SOURCE EXTRACT >>
[Date Prev][Date Next][Thread Prev][Thread Next][Date Index][Thread Index]

Re: [Condor-users] Segfault during basic use of standalone checkpointing



Lane Schwartz wrote:

> Hi, I'm new to condor. I just installed condor 7.4.4 on Centos 5.5,
> and I'm trying to try out standalone checkpointing for the first time.
> Unfortunately, I'm getting a segmentation fault when I try to restart
> a program using a checkpoint file.
> 
> I've been following the instructions in section 4.2.1 of the manual
> (http://www.cs.wisc.edu/condor/manual/v6.4/4_2Condor_s_Checkpoint.html).
> Details are below:
> 
> I have a program called toy.c:
> 
> $ condor_compile gcc -o toy toy.c
> LINKING FOR CONDOR ......(some more output).....
> 
> $ ./toy
> ...(TOY PROGRAM OUTPUT)....
> 
> (control-Z)
> ...(PROGRAM STOPS)...
> 
> $ ./toy -_condor_restart ./toy.ckpt.tmp
> Condor: Notice: Will restart from ./toy.ckpt.tmp
> Segmentation fault
> 
> 
> My eventual goal is to use condor for transparent checkpointing of
> jobs using SGE (Sun Grid Engine). But at the moment I can't even get
> this toy standalone example to work. (For reference, the source for
> toy.c is below)
> 
> If anyone has any tips or pointers, or links to good tutorials on the
> use of standalone checkpointing, I'd be much obliged.

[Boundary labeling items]
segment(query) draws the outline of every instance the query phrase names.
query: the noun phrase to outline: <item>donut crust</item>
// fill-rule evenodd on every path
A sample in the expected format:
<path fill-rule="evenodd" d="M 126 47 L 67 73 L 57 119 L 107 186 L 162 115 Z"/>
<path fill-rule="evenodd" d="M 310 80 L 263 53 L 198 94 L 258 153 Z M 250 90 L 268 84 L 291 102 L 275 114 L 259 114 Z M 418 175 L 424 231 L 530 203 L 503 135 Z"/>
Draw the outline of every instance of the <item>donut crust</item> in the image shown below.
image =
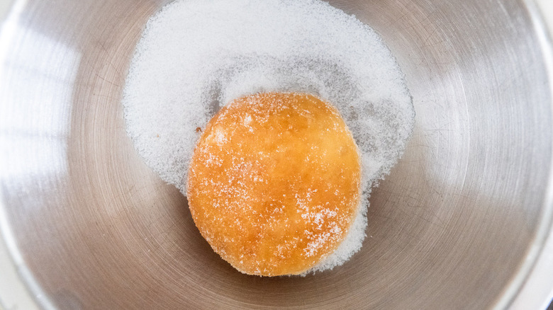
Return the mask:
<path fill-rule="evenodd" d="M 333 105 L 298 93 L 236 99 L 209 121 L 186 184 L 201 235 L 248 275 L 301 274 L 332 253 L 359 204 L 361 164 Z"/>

TASKS FOR THIS EXERCISE >>
**A.** According to the checkpointing post, which version of condor was installed?
**B.** Return the text of the checkpointing post between "Re: [Condor-users] Segfault" and "a checkpoint file.", inclusive.
**C.** List every command entered after a "$" prompt in the checkpointing post.

FINAL RESULTS >>
**A.** 7.4.4

**B.**
Re: [Condor-users] Segfault during basic use of standalone checkpointing



Lane Schwartz wrote:

> Hi, I'm new to condor. I just installed condor 7.4.4 on Centos 5.5,
> and I'm trying to try out standalone checkpointing for the first time.
> Unfortunately, I'm getting a segmentation fault when I try to restart
> a program using a checkpoint file.

**C.**
condor_compile gcc -o toy toy.c
./toy
./toy -_condor_restart ./toy.ckpt.tmp